Apply what you read:
1. List every company named in the article on Jamba's robotic smoothie kiosks.
2. Resume the article on Jamba's robotic smoothie kiosks, starting right after its final sentence.

Excerpted passage:
* * * *

Robots are coming to the quick serve space, and it's been fascinating to track the progression across various food offerings. In the latest iteration, smoothie purveyor Jamba is expanding its partnership with food automation firm Blendid on additional robotic smoothie kiosks.
Last year I spoke with the co-founder of Blendid, Vipin Jain, about the moment contactless service is having since the onset of the pandemic and the business proposition a company like Blendid can offer potential partners.
"From the operator's perspective, the benefits of deploying autonomous robotic kiosks such as Blendid are all tightly tied to supporting their business," said Jain. "Automated robotic food platforms provide cost-effective and efficient fresh food options, opening the door for 24/7 operation with very minimal downtime to quickly restock fresh ingredients. The ability to offer fresh food in areas where it may not make operational sense otherwise, due to a small footprint or low traffic, opens new revenue streams. In fact, we've provided businesses (operators) with a very attractive unit economics – with cash-on-cash return of less than 18 months … almost unheard of in the food service industry!"
Jamba, which along with Walmart is one of Blendid's early partners, certainly seems to be seeing the business case. The partnership is expanding to introduce new kiosks on college campuses, part of an interesting trend industry-wide of using colleges as automation testbeds.
"Since the beginning, we have wanted to test the Jamba by Blendid kiosks on college campuses. We know there is increasing demand for more ways to access our products and by introducing our robotic kiosks at colleges and universities across the country, we are making it even easier for consumers to enjoy smoothies 24/7," said Geoff Henry, president of Jamba. "It has been rewarding to see guests engage enthusiastically with our kiosks, and we are looking forward to speaking with future operators who are interested in testing with us and learning more about the opportunity."

* * * *

Data extracts:

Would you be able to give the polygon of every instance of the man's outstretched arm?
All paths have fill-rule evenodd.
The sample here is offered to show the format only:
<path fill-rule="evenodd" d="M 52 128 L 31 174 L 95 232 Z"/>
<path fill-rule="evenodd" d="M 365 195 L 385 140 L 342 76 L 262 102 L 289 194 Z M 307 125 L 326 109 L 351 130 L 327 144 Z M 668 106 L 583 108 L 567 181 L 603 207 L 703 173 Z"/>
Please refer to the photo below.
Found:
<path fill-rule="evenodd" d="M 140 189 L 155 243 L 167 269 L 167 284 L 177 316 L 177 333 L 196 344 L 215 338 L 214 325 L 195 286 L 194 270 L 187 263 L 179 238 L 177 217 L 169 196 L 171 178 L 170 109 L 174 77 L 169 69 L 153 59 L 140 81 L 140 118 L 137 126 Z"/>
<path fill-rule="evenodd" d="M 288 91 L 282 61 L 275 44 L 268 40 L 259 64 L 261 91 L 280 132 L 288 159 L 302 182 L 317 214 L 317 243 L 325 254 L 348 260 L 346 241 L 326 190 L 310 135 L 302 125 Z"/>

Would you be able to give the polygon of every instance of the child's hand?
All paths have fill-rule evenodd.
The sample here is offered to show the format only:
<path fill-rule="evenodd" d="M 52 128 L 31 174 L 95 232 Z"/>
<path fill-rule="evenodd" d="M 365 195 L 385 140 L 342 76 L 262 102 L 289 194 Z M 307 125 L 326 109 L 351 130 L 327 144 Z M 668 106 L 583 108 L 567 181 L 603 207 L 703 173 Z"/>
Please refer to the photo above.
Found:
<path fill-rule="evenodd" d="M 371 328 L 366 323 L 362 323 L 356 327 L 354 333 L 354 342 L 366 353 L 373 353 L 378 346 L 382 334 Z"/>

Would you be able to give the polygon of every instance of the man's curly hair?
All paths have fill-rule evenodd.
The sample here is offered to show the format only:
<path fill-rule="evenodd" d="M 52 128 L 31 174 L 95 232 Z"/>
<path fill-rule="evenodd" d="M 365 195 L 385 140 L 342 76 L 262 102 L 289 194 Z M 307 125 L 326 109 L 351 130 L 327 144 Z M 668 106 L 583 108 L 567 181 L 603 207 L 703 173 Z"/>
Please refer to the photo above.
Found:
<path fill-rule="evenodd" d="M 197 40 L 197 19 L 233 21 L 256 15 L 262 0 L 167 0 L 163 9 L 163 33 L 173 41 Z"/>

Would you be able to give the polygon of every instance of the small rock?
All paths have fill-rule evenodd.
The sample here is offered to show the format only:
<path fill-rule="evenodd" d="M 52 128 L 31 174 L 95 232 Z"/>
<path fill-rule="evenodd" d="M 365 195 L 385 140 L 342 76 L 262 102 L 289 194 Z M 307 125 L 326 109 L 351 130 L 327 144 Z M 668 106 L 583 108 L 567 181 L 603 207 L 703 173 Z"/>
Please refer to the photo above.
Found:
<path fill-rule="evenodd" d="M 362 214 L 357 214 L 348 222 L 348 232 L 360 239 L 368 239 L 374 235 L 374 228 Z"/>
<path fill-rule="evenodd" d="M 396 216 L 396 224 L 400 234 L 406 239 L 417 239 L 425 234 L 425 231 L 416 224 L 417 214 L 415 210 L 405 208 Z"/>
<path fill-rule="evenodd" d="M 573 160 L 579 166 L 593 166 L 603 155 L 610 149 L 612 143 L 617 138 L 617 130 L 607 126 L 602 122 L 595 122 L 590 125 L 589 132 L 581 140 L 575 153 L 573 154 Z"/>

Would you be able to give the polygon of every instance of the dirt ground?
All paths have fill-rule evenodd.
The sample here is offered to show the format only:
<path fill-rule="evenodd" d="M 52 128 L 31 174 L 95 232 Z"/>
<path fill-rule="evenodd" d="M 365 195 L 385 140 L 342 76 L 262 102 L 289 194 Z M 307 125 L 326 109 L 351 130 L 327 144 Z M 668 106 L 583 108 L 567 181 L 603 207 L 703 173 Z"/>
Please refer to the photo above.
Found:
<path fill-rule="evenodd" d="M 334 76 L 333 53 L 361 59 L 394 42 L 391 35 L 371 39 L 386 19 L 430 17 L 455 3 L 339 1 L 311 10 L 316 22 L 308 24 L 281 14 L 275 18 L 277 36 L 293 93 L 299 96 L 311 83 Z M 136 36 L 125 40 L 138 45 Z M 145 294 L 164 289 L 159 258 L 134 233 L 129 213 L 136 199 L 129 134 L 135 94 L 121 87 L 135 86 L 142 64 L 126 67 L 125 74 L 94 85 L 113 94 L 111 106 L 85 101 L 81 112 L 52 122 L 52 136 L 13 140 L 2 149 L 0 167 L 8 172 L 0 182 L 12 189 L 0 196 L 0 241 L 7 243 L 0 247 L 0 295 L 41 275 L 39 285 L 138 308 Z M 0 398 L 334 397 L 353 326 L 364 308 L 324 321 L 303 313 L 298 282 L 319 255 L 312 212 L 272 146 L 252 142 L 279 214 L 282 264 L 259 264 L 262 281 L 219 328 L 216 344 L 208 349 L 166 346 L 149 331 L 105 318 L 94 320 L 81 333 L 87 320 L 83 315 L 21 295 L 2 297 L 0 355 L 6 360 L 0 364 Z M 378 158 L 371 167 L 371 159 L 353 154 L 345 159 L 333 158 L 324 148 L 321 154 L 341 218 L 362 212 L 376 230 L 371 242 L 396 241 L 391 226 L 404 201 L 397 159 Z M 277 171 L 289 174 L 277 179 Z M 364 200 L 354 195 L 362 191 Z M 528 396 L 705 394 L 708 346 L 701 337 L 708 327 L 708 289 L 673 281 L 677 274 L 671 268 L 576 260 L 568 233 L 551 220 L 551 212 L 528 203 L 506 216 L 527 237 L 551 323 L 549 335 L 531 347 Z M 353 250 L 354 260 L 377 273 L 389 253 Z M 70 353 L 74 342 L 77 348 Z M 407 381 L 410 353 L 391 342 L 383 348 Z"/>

* * * *

Answer section:
1. Jamba, Blendid, Walmart

2.
The food robotics market, estimated at $1.9 billion in 2020, is expected to reach $4.0 billion by 2026. Advances in robotics and AI, coupled with operational cost advantages and major consumer and retailer shifts, are driving the food industry to more rapidly embrace automation. A tight labor market and well-publicized worker shortages among restaurant employers are also hastening the shift.
"Automated food solutions were growing before the pandemic," Jain told me, "but the COVID-19 crisis poured gasoline on the fire. Business continuity became a challenge for many food service and retail companies. Suddenly businesses had to figure out how to offer food safely in a contactless manner and cost effectively. The pandemic has pushed up the timeline considerably. Based on the exponentially growing interest Blendid is receiving from prospective operators worldwide, mounting staffing challenges, and robotics cost reductions, I expect food robots to be pervasive within 5 years. What used to be forward-thinking has become the current-thinking. This is the new "normal" for food service."
All to say, these shifts are the beginning of a much larger change afoot. Expect to see robots behind the counter sooner than expected.